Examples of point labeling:

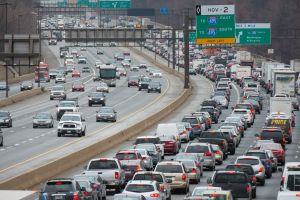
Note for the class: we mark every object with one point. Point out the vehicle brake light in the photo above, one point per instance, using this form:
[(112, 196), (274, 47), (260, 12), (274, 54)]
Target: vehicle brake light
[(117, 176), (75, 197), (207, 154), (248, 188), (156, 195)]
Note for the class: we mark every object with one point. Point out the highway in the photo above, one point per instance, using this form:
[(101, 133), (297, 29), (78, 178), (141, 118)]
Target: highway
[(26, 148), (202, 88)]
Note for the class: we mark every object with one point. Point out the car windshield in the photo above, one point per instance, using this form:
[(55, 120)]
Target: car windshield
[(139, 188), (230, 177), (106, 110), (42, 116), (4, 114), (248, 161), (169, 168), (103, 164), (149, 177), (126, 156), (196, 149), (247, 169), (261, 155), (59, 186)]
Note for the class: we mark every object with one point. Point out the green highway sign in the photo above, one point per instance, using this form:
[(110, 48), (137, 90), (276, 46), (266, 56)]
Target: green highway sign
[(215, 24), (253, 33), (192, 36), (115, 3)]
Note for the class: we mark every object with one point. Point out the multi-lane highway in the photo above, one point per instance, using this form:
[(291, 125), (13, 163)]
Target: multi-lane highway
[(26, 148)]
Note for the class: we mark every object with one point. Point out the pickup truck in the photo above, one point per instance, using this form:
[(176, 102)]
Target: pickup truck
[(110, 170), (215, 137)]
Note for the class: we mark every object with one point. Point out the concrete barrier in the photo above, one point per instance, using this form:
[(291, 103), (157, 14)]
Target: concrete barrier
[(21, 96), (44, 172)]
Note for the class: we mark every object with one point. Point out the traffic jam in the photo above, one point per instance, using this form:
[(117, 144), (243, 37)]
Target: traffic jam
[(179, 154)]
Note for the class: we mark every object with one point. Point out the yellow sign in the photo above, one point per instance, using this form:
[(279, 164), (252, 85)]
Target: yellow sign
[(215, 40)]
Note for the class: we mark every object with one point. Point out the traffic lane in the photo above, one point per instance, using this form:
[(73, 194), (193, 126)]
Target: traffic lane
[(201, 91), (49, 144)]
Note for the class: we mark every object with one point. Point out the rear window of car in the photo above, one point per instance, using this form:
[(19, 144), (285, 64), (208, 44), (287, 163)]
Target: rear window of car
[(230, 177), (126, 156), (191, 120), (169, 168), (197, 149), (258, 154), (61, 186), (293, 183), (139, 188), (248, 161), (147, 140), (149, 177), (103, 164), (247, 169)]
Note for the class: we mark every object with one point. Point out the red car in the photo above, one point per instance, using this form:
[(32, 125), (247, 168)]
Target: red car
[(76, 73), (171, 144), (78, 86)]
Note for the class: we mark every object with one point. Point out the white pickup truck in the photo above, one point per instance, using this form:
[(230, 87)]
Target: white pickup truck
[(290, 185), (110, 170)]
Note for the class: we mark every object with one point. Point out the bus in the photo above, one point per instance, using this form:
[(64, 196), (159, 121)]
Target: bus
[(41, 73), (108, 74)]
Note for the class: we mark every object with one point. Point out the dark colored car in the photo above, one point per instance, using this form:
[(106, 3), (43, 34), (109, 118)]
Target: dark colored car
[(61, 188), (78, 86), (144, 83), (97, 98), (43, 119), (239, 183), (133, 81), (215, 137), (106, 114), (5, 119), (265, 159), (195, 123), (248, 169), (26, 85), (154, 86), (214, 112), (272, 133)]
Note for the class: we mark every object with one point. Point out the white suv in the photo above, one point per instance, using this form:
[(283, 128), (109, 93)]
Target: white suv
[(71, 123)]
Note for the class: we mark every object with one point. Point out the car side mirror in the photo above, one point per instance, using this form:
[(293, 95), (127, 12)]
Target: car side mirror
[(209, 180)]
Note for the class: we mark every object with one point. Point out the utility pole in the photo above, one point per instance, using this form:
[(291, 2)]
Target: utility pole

WRITTEN TASK - Retype all of the rows above word for word, from the first through the last, and omit the pictures.

IN RESPONSE -
Note for the class: we mark every object with one point. Point out the vehicle brake light in the photo above, one point per instance, using this form:
[(112, 196), (274, 47), (260, 12), (274, 54)]
Target: vehicle brake light
[(117, 176), (75, 197), (207, 154), (248, 188), (156, 195)]
Note for the class: we mark every object with one point. Point out the highway in the photo above, one point per instance, using this form:
[(101, 133), (297, 29), (78, 178), (141, 118)]
Target: highway
[(26, 148), (202, 88)]
Note for the class: we mark every object with one point. Point out the car windshield in the photo above, one point per instance, using this form:
[(55, 120)]
Target: car windshield
[(139, 188), (230, 177), (106, 110), (42, 116), (4, 114), (248, 161), (169, 168), (103, 164), (149, 177), (126, 156), (196, 149), (247, 169), (261, 155), (59, 186)]
Note for the class: we mark every object with one point. Point out the green highway sign in the photo above, one point per instance, using this form:
[(110, 48), (137, 90), (276, 46), (266, 56)]
Target: green highway sign
[(215, 24), (253, 33), (192, 36), (115, 3)]
Note for the class: we mark every object with one point. Point out the multi-lane highway in the photo above, one point per instance, using this form:
[(291, 125), (13, 163)]
Target: multi-lane highway
[(26, 148)]
Note for the class: we mark every object with one point. Point out the pickup truck in the photo above, one point per instance, using this form:
[(176, 102)]
Target: pickup truck
[(110, 170), (215, 137)]
Note for the class: we mark every object with one point. Point out the concrete barrier in the photo above, one point per instance, using this form:
[(291, 103), (157, 14)]
Target: concrete barrier
[(21, 96), (44, 172)]
Note for the class: we mark every object with one point. Point out the traffic jam in the photo above, one point per instance, using this form:
[(117, 144), (243, 37)]
Target: traffic jam
[(179, 154)]
Note for the class: we mark every object with one point. Point out the yellow sign in the photo above, one point per instance, using this form:
[(279, 164), (252, 85)]
Target: yellow sign
[(215, 40)]
Note for the class: we mark every object with one point. Point out the traffic lane in the photo above, one point per instance, using this form:
[(73, 194), (193, 126)]
Target: traffic lane
[(201, 91), (49, 144)]
Note for the class: we mark every object with one point. Point out the rear window of car in the photo above, one point per instance, using this form:
[(19, 144), (285, 64), (208, 44), (287, 163)]
Target: rear window of car
[(230, 177), (126, 156), (191, 120), (169, 168), (197, 149), (258, 154), (61, 186), (293, 183), (139, 188), (248, 161), (147, 140), (149, 177), (103, 164), (247, 169)]
Note for the class: we mark every object with one point. Point out the red car in the photo above, one point per instance, using this form:
[(32, 125), (247, 168)]
Target: red car
[(76, 73), (171, 144), (78, 86)]
Note for the class: we mark every object with one point. Point out the white pickup truck in the photo above, one point per instance, using this form:
[(230, 87)]
Target: white pickup truck
[(290, 185), (110, 170)]
Note for the class: we mark every object with one point. Point out the bus in the photo above, one point per instance, using this form:
[(64, 196), (159, 121)]
Target: bus
[(41, 73), (108, 74)]
Note for the class: we mark every object with one point. Point out the dark colored car in the photo above, one point per instance, using this form:
[(106, 3), (43, 34), (109, 118)]
Target: dark colored car
[(61, 188), (78, 86), (144, 83), (97, 98), (43, 119), (239, 183), (133, 81), (215, 137), (106, 114), (5, 119), (265, 159), (195, 123), (248, 169), (26, 85), (154, 86), (214, 112), (272, 133)]
Note for the class: we mark every object with one point. Point out the white suv in the photo above, one point per instance, using this form:
[(283, 128), (109, 93)]
Target: white suv
[(71, 123)]
Note for the class: we mark every object with one point. Point out the car side mirror in the photo above, one point per instance, using this form:
[(293, 95), (127, 12)]
Target: car side mirror
[(209, 180)]
Note for the class: we mark every object with one point. Point out the utility pole in the photo above, one point per instance, using this form:
[(291, 2)]
Target: utility pole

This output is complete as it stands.